DOCUMENT PASSAGE.
-*-*-

# Clay Bars



## marden64 (Dec 1, 2013)

Has anyone used them before and if so, do they do the job that they say that they do??


----------



## WhiteAndBright (Mar 4, 2013)

Yes I do it 3-4 times a year.. It really does work and when you are done your car should feel smooth as glass.. I have also noticed that I can go longer between washing and wiping off the car because the dirt doesn't have anything to stick to.. I would highly recommend doing this especially if your climate isn't the best for vehicles..


----------



## marden64 (Dec 1, 2013)

Ok cool thanks. Never heard of them before a week or so ago. Still to cold here to do it. Is there a brand that's better to use??


----------



## hificruzer226 (Mar 27, 2013)

marden64 said:


> Ok cool thanks. Never heard of them before a week or so ago. Still to cold here to do it. Is there a brand that's better to use??


Just take note of the grit , fine, med, coarse.. if your go coarse you will need to buff when done. make sure you use a spray wax when you do it.


----------



## Smurfenstein (Nov 16, 2011)

hificruzer226 said:


> Just take note of the grit , fine, med, coarse.. if your go coarse you will need to buff when done. make sure you use a spray wax when you do it.

-*-*-

GIVEN ENTRIES.
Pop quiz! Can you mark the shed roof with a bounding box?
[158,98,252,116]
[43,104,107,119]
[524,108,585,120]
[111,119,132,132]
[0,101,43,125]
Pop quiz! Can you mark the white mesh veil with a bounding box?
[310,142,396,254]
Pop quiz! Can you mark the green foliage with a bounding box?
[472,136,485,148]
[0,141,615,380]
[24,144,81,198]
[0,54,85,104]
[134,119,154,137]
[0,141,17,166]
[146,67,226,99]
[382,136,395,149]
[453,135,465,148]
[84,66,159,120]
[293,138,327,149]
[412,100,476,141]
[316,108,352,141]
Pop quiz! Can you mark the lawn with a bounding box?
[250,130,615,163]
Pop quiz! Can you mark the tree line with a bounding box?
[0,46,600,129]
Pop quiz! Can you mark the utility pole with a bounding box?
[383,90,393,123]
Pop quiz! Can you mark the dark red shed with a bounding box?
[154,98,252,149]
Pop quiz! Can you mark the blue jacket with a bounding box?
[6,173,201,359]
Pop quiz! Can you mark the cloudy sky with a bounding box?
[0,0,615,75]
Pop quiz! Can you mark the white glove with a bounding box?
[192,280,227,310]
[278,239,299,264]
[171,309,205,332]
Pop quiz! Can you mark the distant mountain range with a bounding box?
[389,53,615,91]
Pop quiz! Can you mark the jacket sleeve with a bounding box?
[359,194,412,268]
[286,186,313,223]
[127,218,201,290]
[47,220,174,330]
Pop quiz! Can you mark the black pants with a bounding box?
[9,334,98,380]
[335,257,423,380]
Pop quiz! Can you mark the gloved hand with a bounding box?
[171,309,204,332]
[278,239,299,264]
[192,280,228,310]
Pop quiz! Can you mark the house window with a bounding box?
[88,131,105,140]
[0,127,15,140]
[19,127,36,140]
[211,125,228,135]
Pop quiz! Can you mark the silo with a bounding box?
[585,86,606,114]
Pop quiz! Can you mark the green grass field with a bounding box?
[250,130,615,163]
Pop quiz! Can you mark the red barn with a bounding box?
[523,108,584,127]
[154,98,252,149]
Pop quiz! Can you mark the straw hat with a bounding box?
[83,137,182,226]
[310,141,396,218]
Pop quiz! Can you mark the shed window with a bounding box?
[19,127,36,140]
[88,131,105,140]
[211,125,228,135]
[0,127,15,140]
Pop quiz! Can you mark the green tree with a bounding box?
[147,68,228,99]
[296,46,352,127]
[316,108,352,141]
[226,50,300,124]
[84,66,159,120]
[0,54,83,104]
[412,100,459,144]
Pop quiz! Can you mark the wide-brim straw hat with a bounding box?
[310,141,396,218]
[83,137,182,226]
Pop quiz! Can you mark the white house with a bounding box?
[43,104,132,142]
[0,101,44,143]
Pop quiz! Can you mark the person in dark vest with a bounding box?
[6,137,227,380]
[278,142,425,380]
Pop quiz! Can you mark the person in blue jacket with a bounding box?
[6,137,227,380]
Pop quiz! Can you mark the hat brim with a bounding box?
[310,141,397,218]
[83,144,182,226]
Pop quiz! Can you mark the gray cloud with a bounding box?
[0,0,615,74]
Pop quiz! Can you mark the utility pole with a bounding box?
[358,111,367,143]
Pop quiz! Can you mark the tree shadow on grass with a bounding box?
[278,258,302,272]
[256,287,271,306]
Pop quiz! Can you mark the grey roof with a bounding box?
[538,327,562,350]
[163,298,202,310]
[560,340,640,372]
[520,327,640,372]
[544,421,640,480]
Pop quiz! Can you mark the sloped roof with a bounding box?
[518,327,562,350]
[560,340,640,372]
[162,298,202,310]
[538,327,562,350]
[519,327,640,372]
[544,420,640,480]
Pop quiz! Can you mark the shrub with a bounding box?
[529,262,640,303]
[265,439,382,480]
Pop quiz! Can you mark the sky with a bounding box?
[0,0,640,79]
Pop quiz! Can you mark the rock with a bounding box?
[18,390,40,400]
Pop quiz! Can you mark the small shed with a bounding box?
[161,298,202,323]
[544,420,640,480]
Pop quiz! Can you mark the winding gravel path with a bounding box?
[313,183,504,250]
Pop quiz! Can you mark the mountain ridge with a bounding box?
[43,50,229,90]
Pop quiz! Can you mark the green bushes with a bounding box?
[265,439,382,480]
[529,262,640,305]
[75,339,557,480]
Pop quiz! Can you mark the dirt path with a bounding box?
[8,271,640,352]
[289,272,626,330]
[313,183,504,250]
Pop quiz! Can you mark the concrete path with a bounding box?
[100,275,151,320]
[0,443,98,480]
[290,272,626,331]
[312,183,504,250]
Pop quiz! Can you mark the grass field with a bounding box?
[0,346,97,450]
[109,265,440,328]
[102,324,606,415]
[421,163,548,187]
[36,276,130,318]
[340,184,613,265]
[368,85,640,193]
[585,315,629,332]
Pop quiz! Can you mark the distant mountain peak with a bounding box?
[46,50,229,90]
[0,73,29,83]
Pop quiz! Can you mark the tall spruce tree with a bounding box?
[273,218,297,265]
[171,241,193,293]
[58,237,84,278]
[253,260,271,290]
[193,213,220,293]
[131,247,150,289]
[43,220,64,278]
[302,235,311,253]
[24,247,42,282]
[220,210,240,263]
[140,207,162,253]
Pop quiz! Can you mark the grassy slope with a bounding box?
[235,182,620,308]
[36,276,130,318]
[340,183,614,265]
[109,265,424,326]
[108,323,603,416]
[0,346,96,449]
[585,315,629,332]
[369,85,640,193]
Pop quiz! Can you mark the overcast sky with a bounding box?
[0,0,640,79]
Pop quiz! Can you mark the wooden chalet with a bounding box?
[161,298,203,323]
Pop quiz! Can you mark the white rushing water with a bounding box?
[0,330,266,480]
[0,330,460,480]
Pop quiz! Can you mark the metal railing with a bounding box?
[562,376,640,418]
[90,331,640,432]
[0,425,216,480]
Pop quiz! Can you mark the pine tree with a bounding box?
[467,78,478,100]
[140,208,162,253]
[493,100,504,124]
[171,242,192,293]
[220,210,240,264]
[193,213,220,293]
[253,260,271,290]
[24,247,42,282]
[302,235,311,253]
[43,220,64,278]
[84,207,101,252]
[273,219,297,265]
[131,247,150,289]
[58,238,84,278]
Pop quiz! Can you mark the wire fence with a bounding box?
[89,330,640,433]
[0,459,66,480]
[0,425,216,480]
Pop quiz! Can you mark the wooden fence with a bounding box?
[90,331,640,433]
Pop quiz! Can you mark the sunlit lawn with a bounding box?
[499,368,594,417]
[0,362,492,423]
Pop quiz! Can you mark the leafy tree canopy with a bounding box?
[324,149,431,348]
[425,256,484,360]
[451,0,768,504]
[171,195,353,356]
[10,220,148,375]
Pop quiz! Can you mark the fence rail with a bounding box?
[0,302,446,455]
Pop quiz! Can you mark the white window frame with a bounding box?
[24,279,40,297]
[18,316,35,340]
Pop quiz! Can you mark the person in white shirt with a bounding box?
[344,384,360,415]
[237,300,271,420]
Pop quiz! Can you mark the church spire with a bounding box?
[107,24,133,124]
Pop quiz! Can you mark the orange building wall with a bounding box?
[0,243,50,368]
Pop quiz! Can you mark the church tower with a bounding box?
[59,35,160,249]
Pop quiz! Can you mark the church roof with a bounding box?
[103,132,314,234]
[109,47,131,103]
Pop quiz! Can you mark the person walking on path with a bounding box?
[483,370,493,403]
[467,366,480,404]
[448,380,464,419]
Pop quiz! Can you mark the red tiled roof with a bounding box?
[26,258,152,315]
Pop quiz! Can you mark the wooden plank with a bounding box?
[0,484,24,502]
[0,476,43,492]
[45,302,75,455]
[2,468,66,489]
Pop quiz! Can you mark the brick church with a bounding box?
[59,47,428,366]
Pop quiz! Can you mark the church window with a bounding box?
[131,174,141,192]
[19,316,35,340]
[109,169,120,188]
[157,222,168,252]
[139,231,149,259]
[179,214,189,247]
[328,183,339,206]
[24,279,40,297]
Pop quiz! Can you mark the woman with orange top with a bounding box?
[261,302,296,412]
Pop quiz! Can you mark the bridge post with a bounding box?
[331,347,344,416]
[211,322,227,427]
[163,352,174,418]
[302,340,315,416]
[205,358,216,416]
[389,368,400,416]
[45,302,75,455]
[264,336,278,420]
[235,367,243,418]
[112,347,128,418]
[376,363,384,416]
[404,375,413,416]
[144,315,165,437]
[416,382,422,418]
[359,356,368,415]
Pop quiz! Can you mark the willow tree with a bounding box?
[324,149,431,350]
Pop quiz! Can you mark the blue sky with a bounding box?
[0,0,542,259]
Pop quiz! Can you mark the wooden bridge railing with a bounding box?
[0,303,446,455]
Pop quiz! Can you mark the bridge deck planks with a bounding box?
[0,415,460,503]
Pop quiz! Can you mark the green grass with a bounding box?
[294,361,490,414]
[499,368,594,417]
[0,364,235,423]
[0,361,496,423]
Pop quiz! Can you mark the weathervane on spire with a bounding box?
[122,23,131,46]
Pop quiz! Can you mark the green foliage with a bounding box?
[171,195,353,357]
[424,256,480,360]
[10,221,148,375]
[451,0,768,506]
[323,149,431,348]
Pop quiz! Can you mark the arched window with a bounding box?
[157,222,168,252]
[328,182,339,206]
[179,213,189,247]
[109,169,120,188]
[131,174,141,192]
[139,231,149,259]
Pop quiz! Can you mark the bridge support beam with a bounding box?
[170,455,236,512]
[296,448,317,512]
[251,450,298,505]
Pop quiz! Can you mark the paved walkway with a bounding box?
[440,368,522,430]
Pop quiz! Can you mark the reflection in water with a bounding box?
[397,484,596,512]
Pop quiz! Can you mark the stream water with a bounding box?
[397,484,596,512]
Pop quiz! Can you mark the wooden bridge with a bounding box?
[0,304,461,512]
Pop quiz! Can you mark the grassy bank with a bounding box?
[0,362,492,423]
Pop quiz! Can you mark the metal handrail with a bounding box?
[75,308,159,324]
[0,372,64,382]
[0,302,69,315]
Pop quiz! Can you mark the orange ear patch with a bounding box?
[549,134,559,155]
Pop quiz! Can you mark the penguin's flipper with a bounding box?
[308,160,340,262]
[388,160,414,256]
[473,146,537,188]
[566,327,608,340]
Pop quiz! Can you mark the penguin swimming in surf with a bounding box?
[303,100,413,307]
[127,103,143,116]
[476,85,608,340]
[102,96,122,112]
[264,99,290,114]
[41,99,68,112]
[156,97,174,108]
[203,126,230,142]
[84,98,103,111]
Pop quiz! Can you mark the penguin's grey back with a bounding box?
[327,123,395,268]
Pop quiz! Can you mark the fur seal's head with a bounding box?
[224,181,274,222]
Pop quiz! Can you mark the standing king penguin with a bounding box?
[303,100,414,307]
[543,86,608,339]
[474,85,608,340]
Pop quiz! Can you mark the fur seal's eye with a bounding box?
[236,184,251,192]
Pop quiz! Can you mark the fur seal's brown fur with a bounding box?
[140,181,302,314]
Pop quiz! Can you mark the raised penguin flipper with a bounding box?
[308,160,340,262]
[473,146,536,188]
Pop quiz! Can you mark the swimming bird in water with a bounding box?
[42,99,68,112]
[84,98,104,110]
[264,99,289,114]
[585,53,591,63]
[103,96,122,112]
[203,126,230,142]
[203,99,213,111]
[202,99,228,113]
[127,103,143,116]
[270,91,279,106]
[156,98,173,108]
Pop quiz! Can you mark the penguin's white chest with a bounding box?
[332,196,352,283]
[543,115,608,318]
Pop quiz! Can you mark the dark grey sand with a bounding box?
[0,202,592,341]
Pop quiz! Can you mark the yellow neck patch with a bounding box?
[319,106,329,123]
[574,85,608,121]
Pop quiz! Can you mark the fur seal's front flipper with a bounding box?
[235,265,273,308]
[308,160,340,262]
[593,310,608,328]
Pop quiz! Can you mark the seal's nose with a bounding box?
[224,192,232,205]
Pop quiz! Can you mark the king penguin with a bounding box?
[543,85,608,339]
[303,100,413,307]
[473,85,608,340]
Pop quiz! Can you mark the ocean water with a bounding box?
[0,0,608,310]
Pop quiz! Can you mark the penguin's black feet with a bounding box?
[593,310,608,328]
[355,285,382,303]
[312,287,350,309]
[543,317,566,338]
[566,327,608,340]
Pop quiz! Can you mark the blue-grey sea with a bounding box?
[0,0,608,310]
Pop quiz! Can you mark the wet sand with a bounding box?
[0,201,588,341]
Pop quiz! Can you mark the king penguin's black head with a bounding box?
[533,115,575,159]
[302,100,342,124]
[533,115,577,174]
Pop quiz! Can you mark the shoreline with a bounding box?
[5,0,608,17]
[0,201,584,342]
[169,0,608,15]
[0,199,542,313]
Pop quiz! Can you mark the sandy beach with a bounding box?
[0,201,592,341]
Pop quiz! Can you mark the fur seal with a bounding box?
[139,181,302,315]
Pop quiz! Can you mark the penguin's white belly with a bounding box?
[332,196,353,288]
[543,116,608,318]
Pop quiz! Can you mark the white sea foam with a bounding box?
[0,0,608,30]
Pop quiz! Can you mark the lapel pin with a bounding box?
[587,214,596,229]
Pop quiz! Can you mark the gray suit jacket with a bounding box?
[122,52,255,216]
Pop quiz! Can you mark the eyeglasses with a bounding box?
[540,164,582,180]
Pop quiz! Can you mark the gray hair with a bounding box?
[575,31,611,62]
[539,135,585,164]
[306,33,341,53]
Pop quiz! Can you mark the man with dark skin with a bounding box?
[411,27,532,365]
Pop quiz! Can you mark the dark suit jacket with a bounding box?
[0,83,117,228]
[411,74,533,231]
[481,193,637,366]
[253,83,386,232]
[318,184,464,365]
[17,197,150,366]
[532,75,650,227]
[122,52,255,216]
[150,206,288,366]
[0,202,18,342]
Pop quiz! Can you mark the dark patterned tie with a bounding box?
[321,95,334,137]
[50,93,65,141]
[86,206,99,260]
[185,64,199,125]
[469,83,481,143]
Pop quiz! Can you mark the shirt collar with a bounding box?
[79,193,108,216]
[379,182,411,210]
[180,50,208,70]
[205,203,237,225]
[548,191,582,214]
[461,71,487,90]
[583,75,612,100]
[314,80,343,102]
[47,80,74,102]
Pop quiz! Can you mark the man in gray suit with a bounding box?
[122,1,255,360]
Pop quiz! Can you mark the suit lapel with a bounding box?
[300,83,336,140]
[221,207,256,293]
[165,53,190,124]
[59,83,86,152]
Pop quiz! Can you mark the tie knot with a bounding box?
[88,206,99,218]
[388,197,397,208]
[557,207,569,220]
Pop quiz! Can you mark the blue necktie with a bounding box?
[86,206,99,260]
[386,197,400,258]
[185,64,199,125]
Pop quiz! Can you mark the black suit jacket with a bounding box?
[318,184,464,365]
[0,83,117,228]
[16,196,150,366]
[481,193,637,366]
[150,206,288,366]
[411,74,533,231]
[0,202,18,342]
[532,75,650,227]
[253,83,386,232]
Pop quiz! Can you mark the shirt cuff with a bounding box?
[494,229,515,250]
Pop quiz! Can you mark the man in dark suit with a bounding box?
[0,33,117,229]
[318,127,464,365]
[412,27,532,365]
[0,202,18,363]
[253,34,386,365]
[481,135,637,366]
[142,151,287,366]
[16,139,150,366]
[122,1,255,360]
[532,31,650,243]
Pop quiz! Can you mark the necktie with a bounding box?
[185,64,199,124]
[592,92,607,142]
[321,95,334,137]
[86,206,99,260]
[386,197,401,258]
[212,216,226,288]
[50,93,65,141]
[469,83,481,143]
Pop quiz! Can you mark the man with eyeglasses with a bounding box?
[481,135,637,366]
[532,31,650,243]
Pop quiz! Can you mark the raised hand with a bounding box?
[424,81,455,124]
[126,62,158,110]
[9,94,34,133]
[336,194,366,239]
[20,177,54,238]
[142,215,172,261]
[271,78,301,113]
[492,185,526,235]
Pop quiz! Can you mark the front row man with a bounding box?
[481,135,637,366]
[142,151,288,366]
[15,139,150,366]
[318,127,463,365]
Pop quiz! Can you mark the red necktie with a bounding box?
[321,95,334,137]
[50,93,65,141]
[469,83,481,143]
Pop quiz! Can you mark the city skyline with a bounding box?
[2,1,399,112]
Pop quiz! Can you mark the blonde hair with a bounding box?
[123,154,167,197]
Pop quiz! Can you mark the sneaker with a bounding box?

-*-*-

SHORT TASK A.
List the usernames of everyone who posts in the clay bar thread, naming each person once.
SHORT TASK B.
Print the clay bar thread from "Has anyone used" up to and including "best for vehicles..".
SHORT TASK C.
Write what comes next in the clay bar forum thread, picking up after its final line.
The entries are separate material, apart from the clay bar forum thread.

WRITTEN REPLY A.
marden64, WhiteAndBright, hificruzer226, Smurfenstein

WRITTEN REPLY B.
Has anyone used them before and if so, do they do the job that they say that they do??


----------



## WhiteAndBright (Mar 4, 2013)

Yes I do it 3-4 times a year.. It really does work and when you are done your car should feel smooth as glass.. I have also noticed that I can go longer between washing and wiping off the car because the dirt doesn't have anything to stick to.. I would highly recommend doing this especially if your climate isn't the best for vehicles..

WRITTEN REPLY C.
Clay bar kits use a detailer, not wax when actually using the bar. You don't want to use a wax anyhow because you just need something to help lubricate the bar so it doesn't stick, and have cleaning properties. If you use a wax during the actual claying of your car you can end up sealing dirt under the wax before they bar can lift it up.

The most effective method is to do a thorough wash of your car, let it dry completely, clay bar, then follow up with a paste wax.


----------



## brian v (Dec 25, 2011)

I use Polish it is faster and does the same thing . The advantages are I do not have to do the whole vehicle at 1 time and it is real effective on gum and other stubborn sticky stuff . Now if I can only get CC2012 to invest in a mobile professional he can drive here and wash and clean and wax and Detail me cruzen for me so I don't have to any more .
It is all another form ot tedious work which I have learned that I really do not want to do any more . Plus he's cheap .


----------



## marden64 (Dec 1, 2013)

Thanks guys. Will keep this in mind when it comes time to do the first wax


----------



## jsusanka (Jan 31, 2011)

yes they work great gets the paint smooth as glass. I use turtlewax ice or meguiars. I also do it at least once a year after winter and sometimes twice before and after winter depending how dirty it gets before winter. they really do keep your car looking new throughout the years. 
along with waxing regularly you car will always look like new.


----------



## N8zdad (Mar 23, 2014)

I clay bar both of my summer cars when I pull them out of storage and mid summer. I start with a good wash using "Dawn" dish detergent. It will strip away the old wax, etc. then clay bar with a polish (I use the Mother's kit, but I'm sure the others are fine too). Afterwards, a good wax job. I clay bar the glass and the light lenses too. It pulls the crud off them very well.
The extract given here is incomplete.